Sur quels fondements le droit européen est-il compétent pour régir la coopération judiciaire civile ?
la communautarisation progressive de l’espace judiciaire européen
L’art 220 du Traité de Rome prévoyait que les Etats membres devaient engager des négociations pour assurer à leurs ressortissants la simplification des formalités auxquelles sont subordonnées la reconnaissance et l’exécution réciproques des décisions judiciaires. C’est le mécanisme de la coopération intergouvernementale qui présidait alors. La convention de Bruxelles a été signée le 27 sept 1968 entre les 6 Etats membres originaires avec une ambition plus grande : convention double. Accompagné d’un protocole du 3 juin 1971 confiant l’interprétation de la Convention à la CJCE via un mécanisme proche du recours en interprétation préjudicielle (obligatoire pour les juridictions suprêmes si elles estiment que l’interprétation est nécessaire pour rendre leur décision – facultative pour les juridictions statuant en appel ie impossible pour une juridiction de première instance – l’interprétation de la CJCE s’impose aux juridictions nationales). Chaque nouvel Etat membre a adhéré à la Convention et au protocole, avec des modifications qui ont pour certaines reflété la JP de la CJCE. Et parallèlement a été négociée la Convention de Lugano du 16 sept 1988 qui est quasi calquée sur la Convention de Bruxelles pour les pays de l’AELE (association européenne de libre échange créée en 1960 entre Autr, Danemark, RU, Norvège, Portugal, Suède et Suisse puis Finlande, Islande et Liechstestein – certains Etats ont rejoint l’Union eur) et qui a été révisée en 2007.
La communautarisation a pris un essor nouveau avec les réformes successives d’une part liées à l’élargissement des compétences du législateur communautaire (la communautarisation) et d’autre part aux réformes des institutions et processus de décisions. Trois étapes fondamentales :
Ainsi, le Traité de Maastricht de 1992 a été fondamental en créant une nouvelle structure institutionnelle composée de trois piliers : le premier correspond aux trois communautés (CE, CECA et EURATOM) – le deuxième et le troisième à deux actions nouvelles permettant aux Etats membres de créer une Union européenne en plus de la Communauté européenne : politique étrangère et sécurité commune d’une part et coopération dans les domaines de la justice et des affaires intérieures.
_ _ _ _ _
ÉNONCÉ ÉCRIT 1: D'après le texte sur l'espace judiciaire européen, quelles communautés forment le premier pilier ?
ÉNONCÉ ÉCRIT 2: Transcris tout le passage du texte sur l'espace judiciaire européen, de « La communautarisation a » jusqu'à « des affaires intérieures. » inclus.
Les lignes n'interviennent pas ici.

DONNÉES ENREGISTRÉES:
_ _ _ _ _
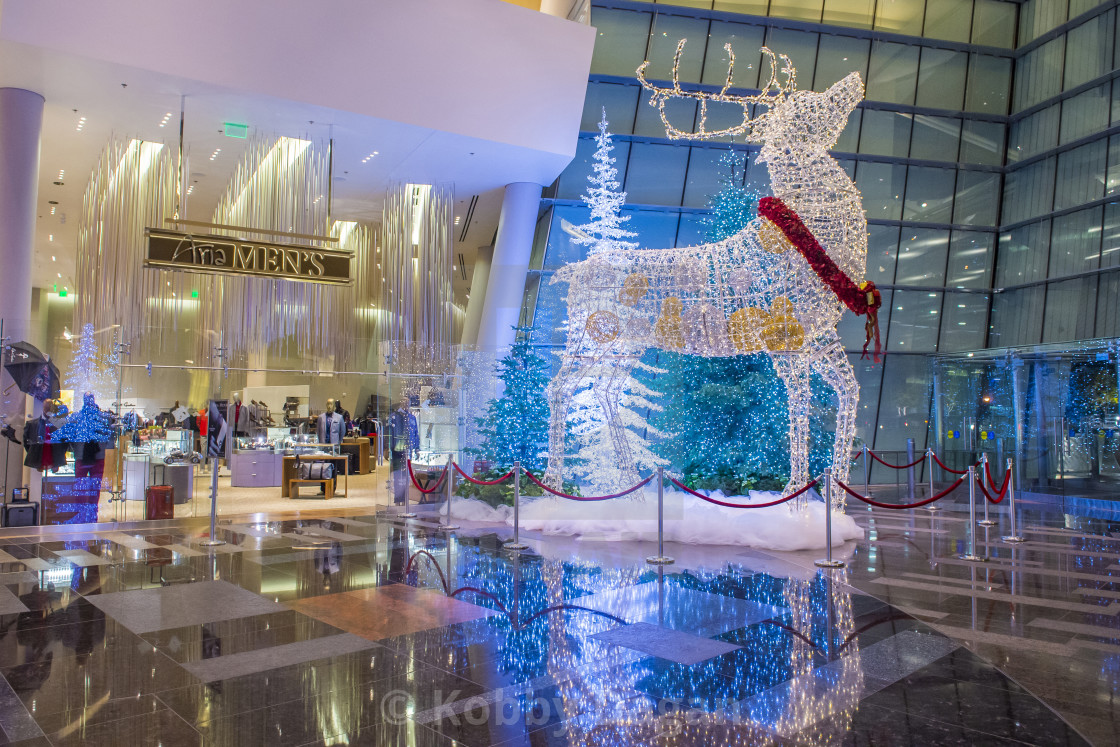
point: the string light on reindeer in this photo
(778, 286)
_ _ _ _ _
RÉSULTAT FINAL 1: CE, CECA et EURATOM.

RÉSULTAT FINAL 2:
La communautarisation a pris un essor nouveau avec les réformes successives d’une part liées à l’élargissement des compétences du législateur communautaire (la communautarisation) et d’autre part aux réformes des institutions et processus de décisions. Trois étapes fondamentales :
Ainsi, le Traité de Maastricht de 1992 a été fondamental en créant une nouvelle structure institutionnelle composée de trois piliers : le premier correspond aux trois communautés (CE, CECA et EURATOM) – le deuxième et le troisième à deux actions nouvelles permettant aux Etats membres de créer une Union européenne en plus de la Communauté européenne : politique étrangère et sécurité commune d’une part et coopération dans les domaines de la justice et des affaires intérieures.